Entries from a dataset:
# # # #
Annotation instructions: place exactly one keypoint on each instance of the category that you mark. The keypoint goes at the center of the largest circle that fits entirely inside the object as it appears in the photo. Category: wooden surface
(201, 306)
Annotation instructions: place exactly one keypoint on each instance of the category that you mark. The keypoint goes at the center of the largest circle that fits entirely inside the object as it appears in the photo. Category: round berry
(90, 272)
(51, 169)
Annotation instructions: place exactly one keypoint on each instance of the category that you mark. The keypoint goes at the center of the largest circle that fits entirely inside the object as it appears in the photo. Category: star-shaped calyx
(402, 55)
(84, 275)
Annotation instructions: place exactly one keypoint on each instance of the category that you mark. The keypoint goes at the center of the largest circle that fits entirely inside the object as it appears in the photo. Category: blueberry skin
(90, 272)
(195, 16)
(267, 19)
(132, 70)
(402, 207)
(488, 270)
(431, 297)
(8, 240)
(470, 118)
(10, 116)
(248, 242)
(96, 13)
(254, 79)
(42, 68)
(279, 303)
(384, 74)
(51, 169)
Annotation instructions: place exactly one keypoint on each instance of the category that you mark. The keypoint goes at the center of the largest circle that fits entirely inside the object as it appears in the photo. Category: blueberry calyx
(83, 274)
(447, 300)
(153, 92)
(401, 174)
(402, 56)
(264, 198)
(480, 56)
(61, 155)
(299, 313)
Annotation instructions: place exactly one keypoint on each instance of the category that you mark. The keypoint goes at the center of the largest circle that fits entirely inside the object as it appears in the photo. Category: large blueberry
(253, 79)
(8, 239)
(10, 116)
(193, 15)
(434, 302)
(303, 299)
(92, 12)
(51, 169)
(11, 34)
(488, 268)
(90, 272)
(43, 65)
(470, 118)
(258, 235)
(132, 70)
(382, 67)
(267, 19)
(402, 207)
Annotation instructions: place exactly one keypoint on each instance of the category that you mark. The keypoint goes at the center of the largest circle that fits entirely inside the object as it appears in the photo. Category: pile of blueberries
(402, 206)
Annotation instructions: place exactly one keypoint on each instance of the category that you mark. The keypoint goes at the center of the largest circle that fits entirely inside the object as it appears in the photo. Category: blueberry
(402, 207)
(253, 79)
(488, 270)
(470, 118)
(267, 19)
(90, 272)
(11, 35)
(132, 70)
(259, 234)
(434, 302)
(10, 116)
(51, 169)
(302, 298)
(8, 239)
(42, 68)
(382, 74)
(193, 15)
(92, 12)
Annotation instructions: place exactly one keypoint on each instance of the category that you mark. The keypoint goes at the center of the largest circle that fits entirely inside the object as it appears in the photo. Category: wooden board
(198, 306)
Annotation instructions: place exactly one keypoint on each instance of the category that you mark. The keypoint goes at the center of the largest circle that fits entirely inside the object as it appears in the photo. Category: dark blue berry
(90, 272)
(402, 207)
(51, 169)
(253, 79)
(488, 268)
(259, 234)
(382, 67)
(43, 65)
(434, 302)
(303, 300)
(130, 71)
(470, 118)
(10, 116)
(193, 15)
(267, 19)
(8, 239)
# # # #
Work instructions: Rewrite every line of the entries above as a JSON list of strings, with one string for each line and any blank lines omitted.

Response to the task:
[
  "Annotation instructions: place exactly one keypoint on each instance of the category that you mark. The keypoint goes at the center of the largest circle that fits entirely inside the object as it appears in the photo. Category: wooden surface",
  "(201, 306)",
  "Annotation instructions: place exactly one keypoint on each instance of the category that you mark. The keypoint goes at the center of the largest circle that fits entirely inside the object as it appears in the photo. Category: round berry",
  "(90, 272)",
  "(51, 169)",
  "Annotation instructions: place exactly one keypoint on each instance of the category that you mark. The keypoint goes at the center of the largest circle that fits entirely inside the object as it appears in the photo. Category: star-shaped calyx",
  "(402, 55)",
  "(84, 275)",
  "Annotation instructions: place exactly one keypoint on each instance of the category that you mark. The keypoint goes at the center of the largest circle that fits entirely inside the object as it appears in the photo. Category: blueberry skin",
  "(90, 272)",
  "(195, 16)",
  "(267, 19)",
  "(132, 70)",
  "(402, 207)",
  "(488, 270)",
  "(431, 297)",
  "(8, 240)",
  "(470, 118)",
  "(10, 116)",
  "(248, 242)",
  "(96, 13)",
  "(254, 79)",
  "(42, 68)",
  "(279, 303)",
  "(384, 74)",
  "(51, 169)",
  "Annotation instructions: place exactly one keypoint on each instance of the category that you mark. The keypoint goes at the center of the largest circle that fits entirely inside the object as it appears in the photo. Category: blueberry calyx",
  "(83, 274)",
  "(447, 300)",
  "(153, 92)",
  "(401, 174)",
  "(402, 56)",
  "(264, 198)",
  "(480, 56)",
  "(61, 155)",
  "(299, 313)",
  "Annotation instructions: place exactly one keypoint on each instance of the category that you mark. The keypoint goes at the center of the largest circle that fits entirely inside the object as it appears in the photo. Category: large blueberry",
  "(253, 79)",
  "(8, 239)",
  "(10, 116)",
  "(193, 15)",
  "(434, 302)",
  "(303, 299)",
  "(92, 12)",
  "(51, 169)",
  "(11, 34)",
  "(488, 268)",
  "(90, 272)",
  "(43, 65)",
  "(470, 118)",
  "(258, 235)",
  "(132, 70)",
  "(382, 67)",
  "(267, 19)",
  "(402, 207)",
  "Annotation instructions: place exactly one keypoint on each instance of the category that you mark. The keypoint goes at the center of the largest circle that fits entirely inside the object as it appears in the photo. Category: pile of blueberries",
  "(402, 206)",
  "Annotation instructions: place exactly one keypoint on each instance of the category that you mark. The keypoint goes at the center of the largest circle that fits entirely inside the object as it appears in the photo. Category: blueberry",
  "(402, 207)",
  "(253, 79)",
  "(488, 270)",
  "(470, 118)",
  "(267, 19)",
  "(90, 272)",
  "(11, 35)",
  "(132, 70)",
  "(259, 234)",
  "(434, 302)",
  "(10, 116)",
  "(51, 169)",
  "(302, 298)",
  "(8, 239)",
  "(42, 68)",
  "(382, 74)",
  "(193, 15)",
  "(92, 12)",
  "Annotation instructions: place exactly one keypoint on each instance of the category that you mark. The keypoint goes at the center of the largest circle that fits entirely inside the object as it appears in the photo. Category: wooden board",
  "(198, 306)",
  "Annotation instructions: place exactly one keypoint on each instance of the category that you mark. The keypoint goes at the center of the largest circle that fits entirely inside the object as it appears in the photo. Category: dark blue berry",
  "(90, 272)",
  "(402, 207)",
  "(51, 169)",
  "(253, 79)",
  "(488, 268)",
  "(259, 234)",
  "(382, 67)",
  "(43, 65)",
  "(434, 302)",
  "(303, 300)",
  "(130, 71)",
  "(470, 118)",
  "(10, 116)",
  "(193, 15)",
  "(267, 19)",
  "(8, 239)"
]